Lignes du jeu de données sur l'emplacement des objets
#####
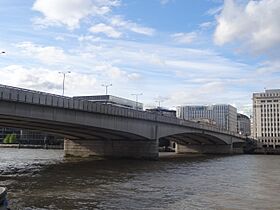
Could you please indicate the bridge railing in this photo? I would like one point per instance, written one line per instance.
(9, 93)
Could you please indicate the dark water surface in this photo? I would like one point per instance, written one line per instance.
(43, 179)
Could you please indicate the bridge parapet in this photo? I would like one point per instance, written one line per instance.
(8, 93)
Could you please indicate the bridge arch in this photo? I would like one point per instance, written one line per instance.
(194, 138)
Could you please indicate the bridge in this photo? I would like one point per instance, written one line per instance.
(91, 128)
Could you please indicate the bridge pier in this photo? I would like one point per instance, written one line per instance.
(136, 149)
(209, 148)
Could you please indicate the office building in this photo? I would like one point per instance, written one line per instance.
(243, 125)
(162, 111)
(266, 109)
(221, 115)
(113, 100)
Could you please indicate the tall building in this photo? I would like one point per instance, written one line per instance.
(113, 100)
(162, 111)
(266, 109)
(243, 125)
(223, 115)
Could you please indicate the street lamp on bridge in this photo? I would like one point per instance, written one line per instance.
(136, 97)
(64, 73)
(106, 87)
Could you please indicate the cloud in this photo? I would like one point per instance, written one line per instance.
(255, 25)
(115, 73)
(42, 79)
(163, 2)
(185, 38)
(48, 54)
(70, 12)
(108, 30)
(118, 21)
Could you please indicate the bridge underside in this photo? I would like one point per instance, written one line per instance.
(202, 143)
(84, 141)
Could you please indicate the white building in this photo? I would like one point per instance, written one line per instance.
(266, 109)
(224, 115)
(113, 100)
(243, 125)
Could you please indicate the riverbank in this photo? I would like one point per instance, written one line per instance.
(31, 146)
(267, 151)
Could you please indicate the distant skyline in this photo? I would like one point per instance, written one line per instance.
(184, 52)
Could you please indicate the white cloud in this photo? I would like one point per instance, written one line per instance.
(42, 79)
(256, 25)
(48, 55)
(118, 21)
(185, 38)
(106, 29)
(115, 73)
(164, 1)
(70, 12)
(206, 25)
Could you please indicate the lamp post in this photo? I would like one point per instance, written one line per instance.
(159, 100)
(106, 87)
(136, 97)
(64, 73)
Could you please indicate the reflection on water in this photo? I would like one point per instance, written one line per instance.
(42, 179)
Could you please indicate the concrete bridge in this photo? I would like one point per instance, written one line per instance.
(91, 128)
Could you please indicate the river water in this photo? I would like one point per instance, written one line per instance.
(43, 179)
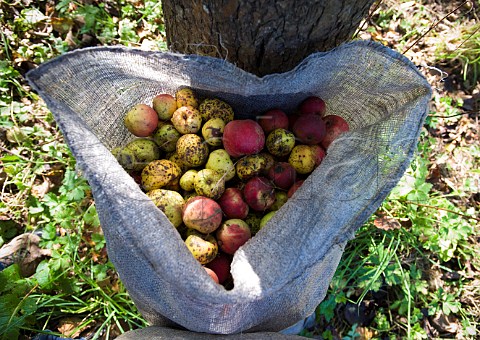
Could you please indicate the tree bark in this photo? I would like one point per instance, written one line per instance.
(264, 36)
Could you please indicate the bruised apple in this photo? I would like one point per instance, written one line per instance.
(273, 119)
(294, 188)
(318, 154)
(232, 203)
(141, 120)
(243, 137)
(283, 175)
(232, 234)
(259, 193)
(309, 129)
(212, 274)
(202, 214)
(335, 126)
(165, 105)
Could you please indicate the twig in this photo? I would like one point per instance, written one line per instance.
(434, 25)
(14, 154)
(471, 35)
(439, 208)
(370, 15)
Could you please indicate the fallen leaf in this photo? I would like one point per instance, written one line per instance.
(40, 190)
(445, 323)
(24, 251)
(68, 325)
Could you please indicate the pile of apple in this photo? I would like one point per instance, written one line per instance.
(219, 179)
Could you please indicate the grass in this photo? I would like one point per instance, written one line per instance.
(410, 272)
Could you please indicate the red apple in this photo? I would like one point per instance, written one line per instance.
(232, 234)
(221, 266)
(335, 126)
(212, 274)
(309, 129)
(233, 204)
(273, 119)
(318, 154)
(202, 214)
(291, 120)
(313, 104)
(243, 137)
(259, 193)
(283, 175)
(294, 188)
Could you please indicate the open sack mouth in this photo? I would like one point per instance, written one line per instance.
(282, 273)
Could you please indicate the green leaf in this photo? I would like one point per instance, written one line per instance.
(42, 274)
(327, 308)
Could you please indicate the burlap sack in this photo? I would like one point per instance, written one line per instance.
(281, 274)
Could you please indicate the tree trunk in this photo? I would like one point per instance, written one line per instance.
(264, 36)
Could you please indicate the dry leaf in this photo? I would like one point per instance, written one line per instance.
(445, 323)
(68, 325)
(24, 251)
(40, 190)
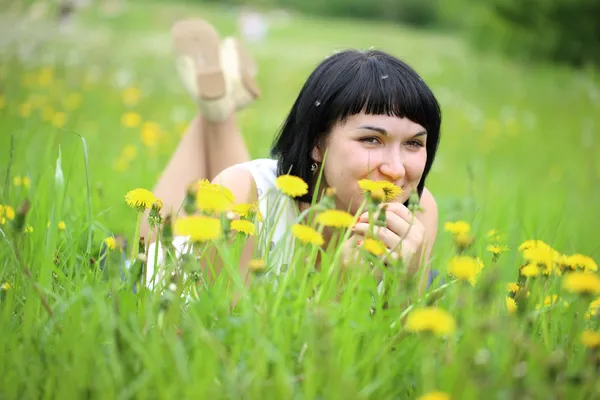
#####
• **OBJECTIF**: Relevez, parmi les lignes ci-dessus, toutes celles qui contiennent la chaîne « building », en tenant compte de la casse.

• **SOLUTION COMPLÈTE**:
Could you please indicate the office building in this photo? I would like one point per instance, written one line per instance.
Could you please indicate the tall building in this photo? I would like one point per instance, written one line per instance.
Could you please indicate the white building in this photo? I would like one point per instance, written one line per instance.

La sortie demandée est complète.